[Data records]

+---+

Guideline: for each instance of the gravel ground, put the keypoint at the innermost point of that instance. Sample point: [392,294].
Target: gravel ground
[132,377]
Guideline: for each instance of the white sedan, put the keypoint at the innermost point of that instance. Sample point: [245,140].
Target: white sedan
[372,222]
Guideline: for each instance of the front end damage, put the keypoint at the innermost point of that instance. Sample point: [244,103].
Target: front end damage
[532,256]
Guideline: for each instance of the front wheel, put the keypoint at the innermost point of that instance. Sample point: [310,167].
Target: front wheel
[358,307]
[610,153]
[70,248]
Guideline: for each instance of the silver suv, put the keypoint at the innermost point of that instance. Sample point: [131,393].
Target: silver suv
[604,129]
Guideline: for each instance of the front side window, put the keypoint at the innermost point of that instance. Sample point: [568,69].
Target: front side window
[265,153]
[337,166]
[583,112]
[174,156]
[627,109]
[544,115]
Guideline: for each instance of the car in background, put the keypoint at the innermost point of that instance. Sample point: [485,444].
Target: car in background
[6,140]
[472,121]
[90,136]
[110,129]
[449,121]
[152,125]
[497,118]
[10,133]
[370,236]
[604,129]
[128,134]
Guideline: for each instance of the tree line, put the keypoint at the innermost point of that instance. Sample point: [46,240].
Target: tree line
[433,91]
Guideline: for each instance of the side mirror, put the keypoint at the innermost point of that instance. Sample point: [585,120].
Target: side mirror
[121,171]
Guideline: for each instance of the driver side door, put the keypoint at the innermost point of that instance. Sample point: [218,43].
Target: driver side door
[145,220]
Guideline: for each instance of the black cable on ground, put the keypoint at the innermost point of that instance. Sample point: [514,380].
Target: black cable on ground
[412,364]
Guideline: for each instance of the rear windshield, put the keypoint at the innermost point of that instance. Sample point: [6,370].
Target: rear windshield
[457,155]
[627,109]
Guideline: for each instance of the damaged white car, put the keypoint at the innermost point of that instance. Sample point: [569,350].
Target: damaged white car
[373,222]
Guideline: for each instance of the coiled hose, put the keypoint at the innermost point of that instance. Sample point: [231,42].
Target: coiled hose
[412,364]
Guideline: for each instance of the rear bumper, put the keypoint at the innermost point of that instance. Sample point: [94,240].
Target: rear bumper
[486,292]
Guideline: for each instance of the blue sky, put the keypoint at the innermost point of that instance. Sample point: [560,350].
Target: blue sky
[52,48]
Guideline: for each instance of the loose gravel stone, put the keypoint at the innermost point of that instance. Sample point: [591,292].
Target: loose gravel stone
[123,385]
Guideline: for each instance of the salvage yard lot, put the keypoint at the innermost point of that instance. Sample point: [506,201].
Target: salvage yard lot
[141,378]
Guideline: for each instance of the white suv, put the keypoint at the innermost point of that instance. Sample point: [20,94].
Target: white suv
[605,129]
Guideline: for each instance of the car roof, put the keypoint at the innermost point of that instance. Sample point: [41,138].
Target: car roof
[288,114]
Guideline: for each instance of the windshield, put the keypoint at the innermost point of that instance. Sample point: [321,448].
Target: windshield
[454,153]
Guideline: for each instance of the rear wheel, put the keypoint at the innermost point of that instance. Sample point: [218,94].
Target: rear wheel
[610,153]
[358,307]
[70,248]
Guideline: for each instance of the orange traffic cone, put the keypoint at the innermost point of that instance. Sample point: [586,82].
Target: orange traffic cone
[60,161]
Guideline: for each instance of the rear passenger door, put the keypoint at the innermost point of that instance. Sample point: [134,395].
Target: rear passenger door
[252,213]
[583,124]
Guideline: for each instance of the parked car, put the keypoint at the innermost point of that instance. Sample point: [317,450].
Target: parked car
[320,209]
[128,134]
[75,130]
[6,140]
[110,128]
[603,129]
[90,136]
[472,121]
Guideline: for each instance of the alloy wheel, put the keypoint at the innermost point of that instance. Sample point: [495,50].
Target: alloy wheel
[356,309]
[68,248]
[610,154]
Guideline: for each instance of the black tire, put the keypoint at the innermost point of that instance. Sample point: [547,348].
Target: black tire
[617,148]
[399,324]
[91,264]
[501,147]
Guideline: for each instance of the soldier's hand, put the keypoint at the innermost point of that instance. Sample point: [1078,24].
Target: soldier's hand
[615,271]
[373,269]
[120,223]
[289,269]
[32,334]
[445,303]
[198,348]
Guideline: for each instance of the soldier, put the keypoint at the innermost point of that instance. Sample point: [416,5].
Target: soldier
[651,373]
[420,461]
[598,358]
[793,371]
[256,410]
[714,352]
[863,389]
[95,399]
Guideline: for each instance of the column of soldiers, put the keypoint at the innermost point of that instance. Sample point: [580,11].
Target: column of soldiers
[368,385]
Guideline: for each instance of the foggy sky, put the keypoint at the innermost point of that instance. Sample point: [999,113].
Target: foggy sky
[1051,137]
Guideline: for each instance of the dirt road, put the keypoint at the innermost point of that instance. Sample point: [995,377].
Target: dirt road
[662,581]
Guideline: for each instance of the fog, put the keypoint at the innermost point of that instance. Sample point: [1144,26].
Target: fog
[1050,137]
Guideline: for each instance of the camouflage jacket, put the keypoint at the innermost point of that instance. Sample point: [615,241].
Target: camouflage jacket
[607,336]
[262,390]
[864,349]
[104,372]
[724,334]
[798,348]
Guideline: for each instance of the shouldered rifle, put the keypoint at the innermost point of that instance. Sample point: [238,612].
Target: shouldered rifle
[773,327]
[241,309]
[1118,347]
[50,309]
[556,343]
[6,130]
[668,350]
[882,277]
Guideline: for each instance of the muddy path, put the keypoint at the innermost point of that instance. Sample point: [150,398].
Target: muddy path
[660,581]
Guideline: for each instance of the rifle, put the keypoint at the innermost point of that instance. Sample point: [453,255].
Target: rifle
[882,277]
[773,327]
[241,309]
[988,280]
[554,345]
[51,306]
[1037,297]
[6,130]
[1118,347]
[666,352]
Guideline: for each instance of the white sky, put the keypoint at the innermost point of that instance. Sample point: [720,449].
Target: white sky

+---+

* Goal of the exercise *
Copy the entries above exactly, leaving none out.

* Output of the exercise *
Guideline: for each instance of the gravel ground, put the keypoint at the innermost point of that instance. Sample point: [392,294].
Target: gravel ground
[132,377]
Guideline: for each instance of the white sedan, put the keypoint at the innermost point of that instance. Sample point: [245,140].
Target: white sedan
[372,222]
Guideline: for each instance of the front end damage, put the keypoint at the innermost point of that instance. Sample point: [244,103].
Target: front end damage
[532,256]
Guideline: for each instance of the front wheel, put the keypoint at the innermost point of that instance. Sample point: [310,167].
Target: front wheel
[358,307]
[610,153]
[70,248]
Guideline: for each instance of the silver suv, put the keypoint at the innermost point of that instance. Sample point: [131,393].
Target: silver suv
[604,129]
Guideline: for each instance of the front side window, put the keypoint at the innermost point of that instance. Sample point: [568,69].
Target: front side window
[265,153]
[337,166]
[583,112]
[174,156]
[627,109]
[544,115]
Guideline: for each instance of the car in background, put the keypoint at the innermost point of that instance. Sample point: [485,444].
Target: car in background
[6,140]
[472,121]
[90,136]
[110,129]
[449,121]
[152,125]
[497,118]
[10,133]
[370,236]
[604,129]
[128,134]
Guideline: for each instance of the tree line, put the keypoint at the innermost point of that instance. Sample point: [46,240].
Target: tree line
[433,91]
Guideline: for each instance of the side mirror, put the keypoint at the innermost point of that instance. Sample point: [585,120].
Target: side mirror
[121,171]
Guideline: for each instance of the driver side door, put the keypoint at the innermost point of that instance. Sample point: [218,43].
Target: driver side door
[145,220]
Guideline: for each instance of the black cable on ground, put the keypoint at the innermost point of that instance. Sample point: [514,380].
Target: black cable on ground
[412,364]
Guideline: for each instance of the rear windshield, put the keypoint at the innermost point of that instance. Sample point: [6,370].
Target: rear windshield
[457,155]
[627,109]
Guideline: for each instance of the damaged white car, put the keypoint at the innermost point of that instance. Sample point: [569,350].
Target: damaged white car
[373,222]
Guideline: for each instance of the coiled hose, put the keypoint at the innermost point of that instance. Sample point: [231,42].
Target: coiled hose
[412,364]
Guideline: for each instance of the rear bumper, put the keypoint at the innermost point of that instance. Sample point: [94,240].
Target: rear bumper
[486,292]
Guideline: for each instance of the blue sky, put the keypoint at the innermost point of that instance. Sample point: [560,350].
Target: blue sky
[52,48]
Guideline: for each instance of the loose gravel stone, put the keypoint at the innermost point of that instance. Sample point: [591,292].
Target: loose gravel stone
[123,385]
Guideline: for each instance of the salvage yard lot, put the keypoint at the innermost point of that instance. Sample point: [506,201].
Target: salvage yard lot
[141,378]
Guideline: for each instance of the white suv, put the keypoint at the innermost point of that instance. Sample point: [20,94].
Target: white suv
[605,129]
Guideline: for each instance of the car roof, put the keypoint at the innermost point of that instance. Sample point: [41,138].
Target: car roof
[288,114]
Guideline: for each instance of the windshield, put the keypoint at the innermost point of that instance. Sample point: [321,448].
Target: windshield
[454,153]
Guideline: for each instance of the rear wheel, put the keypoint at the innermost point of that instance. Sample point: [218,94].
Target: rear wheel
[610,153]
[358,307]
[70,248]
Guideline: for each instance of the orange traffic cone, put the keypoint at the innermost point of that instance. Sample point: [586,82].
Target: orange traffic cone
[60,161]
Guideline: for each instance of the rear passenger door, put the keypoint at the innermost point of that instance. Sample point: [134,395].
Target: rear passenger door
[252,213]
[583,124]
Guideline: for each instance of the parked car, put the keypoint at the innermost point of that instance. Sample point: [317,450].
Target: parked car
[320,209]
[128,134]
[75,130]
[6,140]
[110,128]
[603,129]
[90,136]
[472,121]
Guideline: for each instance of the alloy wheel, put the keypoint at the innermost point of that instance. Sample point: [495,50].
Target: alloy wheel
[356,309]
[68,248]
[610,154]
Guideline: for each instance of the black tire, put the keypoint at the innermost point of that instance. Sample point: [547,348].
Target: black tire
[617,148]
[399,324]
[91,264]
[501,147]
Guideline: for each instance of the soldier's hand, put the keypoint at the innermost point of that instance. Sample point: [1078,24].
Target: soldier's hand
[615,271]
[373,269]
[120,223]
[289,269]
[32,334]
[445,303]
[198,348]
Guideline: for each instance of the soldier, put the keypoint at the innermost point of that instance. Sample point: [416,5].
Target: soldier
[651,373]
[420,461]
[598,358]
[793,371]
[256,410]
[714,352]
[863,389]
[95,399]
Guideline: for each instance of the column of soldiers, put the keypoint at the innermost point of that instance. Sample point: [580,11].
Target: column of soldiers
[368,385]
Guideline: for each instance of the foggy sky, put the keypoint at the innermost point of that instance. Sample point: [999,113].
Target: foggy sky
[1051,137]
Guideline: for each instance of the dirt road, put the keypoint at the innermost point of that instance. Sample point: [995,377].
Target: dirt road
[662,581]
Guideline: for each instance of the fog, put the keypoint at the innermost point of that instance. Sample point: [1144,26].
Target: fog
[1050,137]
Guideline: for each instance of the camouflage jacket, put the keypoint at the innermost point of that instance. Sample point: [615,241].
Target: camouflage jacket
[607,336]
[262,390]
[864,349]
[104,372]
[724,334]
[798,348]
Guideline: for each instance of the shouldered rifle, put the keypoint at the innermost point of that instance. Sample point: [238,612].
Target: shouldered rifle
[773,327]
[241,309]
[1118,347]
[50,309]
[556,343]
[6,130]
[668,350]
[882,277]
Guideline: for each instance of the muddy path, put the keypoint at the innermost point of that instance. Sample point: [150,398].
Target: muddy path
[660,581]
Guideline: for each instance of the rifle, put the keypoint at the innermost point of that instance. Sample point: [453,255].
Target: rifle
[882,277]
[773,327]
[241,309]
[988,280]
[554,345]
[51,306]
[1037,297]
[6,130]
[1118,347]
[666,352]
Guideline: for each instance of the white sky, put the keypoint at the innermost point of that instance. Sample point: [720,449].
Target: white sky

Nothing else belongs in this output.